▸ **Requirements**:
a - Reproduce the passage on the Harvey disciplinary case word for word, from "The Supreme Court" to "disciplinary process.", inclusive.
b - Identify each line of the records that contains the string "halter" and copy those lines out in full.

** Start of Document text **

On April 25, 2013, the Toledo Bar Association "filed a
five-count second amended complaint charging Beauregard Maximillion Harvey with
violating various rules of professional conduct arising from his representation”
several clients “in various legal matters.” Toledo
Bar Association v. Harvey, 2014 WL 4358004 (Supreme Court of Ohio
2014).
The Supreme Court began its opinion by noting that this was Harvey’s
second disciplinary matter. Harvey was
disciplined in 2012 for failing to act with reasonable diligence in
representing clients, failing to keep his clients informed, and engaging in
conduct prejudicial to the administration of justice.
We ordered a one-year suspension, all stayed
on the conditions that he commit no further misconduct and submit to one year
of monitored probation. Toledo Bar Assn. v. Harvey, 133 Ohio
St.3d 228, 977 N.E.2d 628 (Ohio Supreme Court 2012).
The flowchart you can find here outlines the Ohio attorney
disciplinary process.

** End of Document text **
** Start of Supplied entries **

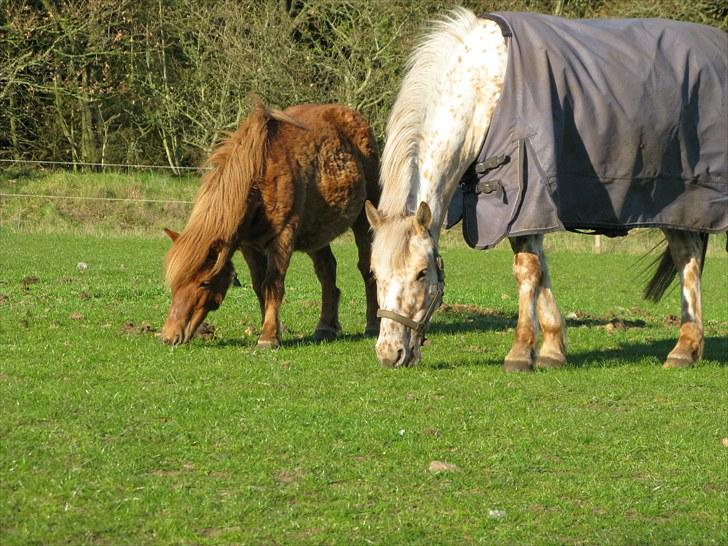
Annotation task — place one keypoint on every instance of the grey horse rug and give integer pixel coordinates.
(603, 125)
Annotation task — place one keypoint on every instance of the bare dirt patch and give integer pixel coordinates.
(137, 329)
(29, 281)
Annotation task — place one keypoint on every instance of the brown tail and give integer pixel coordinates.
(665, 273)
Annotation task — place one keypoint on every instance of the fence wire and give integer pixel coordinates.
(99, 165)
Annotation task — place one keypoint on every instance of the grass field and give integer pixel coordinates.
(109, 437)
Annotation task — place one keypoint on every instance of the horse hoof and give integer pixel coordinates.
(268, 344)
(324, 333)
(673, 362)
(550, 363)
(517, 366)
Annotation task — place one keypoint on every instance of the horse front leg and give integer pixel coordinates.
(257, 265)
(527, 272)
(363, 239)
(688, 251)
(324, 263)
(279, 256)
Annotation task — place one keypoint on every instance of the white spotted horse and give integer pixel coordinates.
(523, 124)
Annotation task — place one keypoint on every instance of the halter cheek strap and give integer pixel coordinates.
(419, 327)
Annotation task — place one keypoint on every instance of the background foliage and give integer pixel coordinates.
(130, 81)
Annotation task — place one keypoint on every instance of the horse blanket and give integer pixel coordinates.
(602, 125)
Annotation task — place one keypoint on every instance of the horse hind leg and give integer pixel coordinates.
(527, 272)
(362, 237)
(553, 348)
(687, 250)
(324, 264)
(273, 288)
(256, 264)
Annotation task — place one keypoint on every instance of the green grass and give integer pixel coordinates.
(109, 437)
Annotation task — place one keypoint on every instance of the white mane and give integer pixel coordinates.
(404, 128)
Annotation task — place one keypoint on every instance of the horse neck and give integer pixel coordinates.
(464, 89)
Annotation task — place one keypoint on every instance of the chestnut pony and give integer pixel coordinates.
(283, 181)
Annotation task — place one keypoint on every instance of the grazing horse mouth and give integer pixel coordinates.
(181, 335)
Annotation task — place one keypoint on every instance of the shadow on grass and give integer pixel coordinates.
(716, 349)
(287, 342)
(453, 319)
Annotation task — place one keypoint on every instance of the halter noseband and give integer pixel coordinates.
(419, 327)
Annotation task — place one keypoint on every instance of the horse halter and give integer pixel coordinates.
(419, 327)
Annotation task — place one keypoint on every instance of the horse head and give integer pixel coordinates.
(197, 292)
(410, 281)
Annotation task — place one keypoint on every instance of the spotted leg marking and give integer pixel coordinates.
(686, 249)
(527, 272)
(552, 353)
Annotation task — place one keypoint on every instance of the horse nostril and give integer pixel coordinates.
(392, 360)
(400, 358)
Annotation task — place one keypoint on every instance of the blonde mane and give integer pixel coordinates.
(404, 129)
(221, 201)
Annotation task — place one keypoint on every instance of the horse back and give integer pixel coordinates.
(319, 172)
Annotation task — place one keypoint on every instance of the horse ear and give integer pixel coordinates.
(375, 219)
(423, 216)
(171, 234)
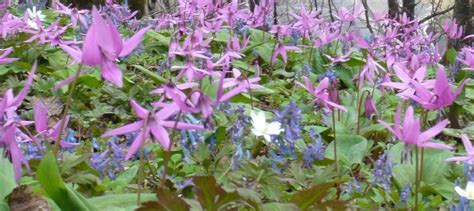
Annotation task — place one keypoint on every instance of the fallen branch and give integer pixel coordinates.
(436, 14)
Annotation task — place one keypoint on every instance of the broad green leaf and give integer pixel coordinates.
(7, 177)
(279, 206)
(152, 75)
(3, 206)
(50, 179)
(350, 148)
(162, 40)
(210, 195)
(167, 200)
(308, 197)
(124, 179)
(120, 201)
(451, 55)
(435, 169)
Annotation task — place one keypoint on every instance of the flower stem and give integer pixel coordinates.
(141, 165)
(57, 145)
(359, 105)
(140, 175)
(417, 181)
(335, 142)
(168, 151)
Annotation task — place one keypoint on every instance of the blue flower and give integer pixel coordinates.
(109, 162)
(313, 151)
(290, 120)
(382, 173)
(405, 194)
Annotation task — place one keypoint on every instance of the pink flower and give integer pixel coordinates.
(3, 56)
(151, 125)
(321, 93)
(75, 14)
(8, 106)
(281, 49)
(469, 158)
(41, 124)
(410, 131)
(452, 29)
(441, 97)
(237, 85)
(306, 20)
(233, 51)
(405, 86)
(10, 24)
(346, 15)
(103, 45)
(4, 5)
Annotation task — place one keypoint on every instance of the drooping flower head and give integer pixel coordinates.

** End of Supplied entries **

▸ **Task-by-task results**:
a -
The Supreme Court began its opinion by noting that this was Harvey’s
second disciplinary matter. Harvey was
disciplined in 2012 for failing to act with reasonable diligence in
representing clients, failing to keep his clients informed, and engaging in
conduct prejudicial to the administration of justice.
We ordered a one-year suspension, all stayed
on the conditions that he commit no further misconduct and submit to one year
of monitored probation. Toledo Bar Assn. v. Harvey, 133 Ohio
St.3d 228, 977 N.E.2d 628 (Ohio Supreme Court 2012).
The flowchart you can find here outlines the Ohio attorney
disciplinary process.

b -
Annotation task — place one keypoint on every instance of the halter cheek strap and give integer pixel coordinates.
Annotation task — place one keypoint on every instance of the halter noseband and give integer pixel coordinates.
Annotation task — place one keypoint on every instance of the horse halter and give integer pixel coordinates.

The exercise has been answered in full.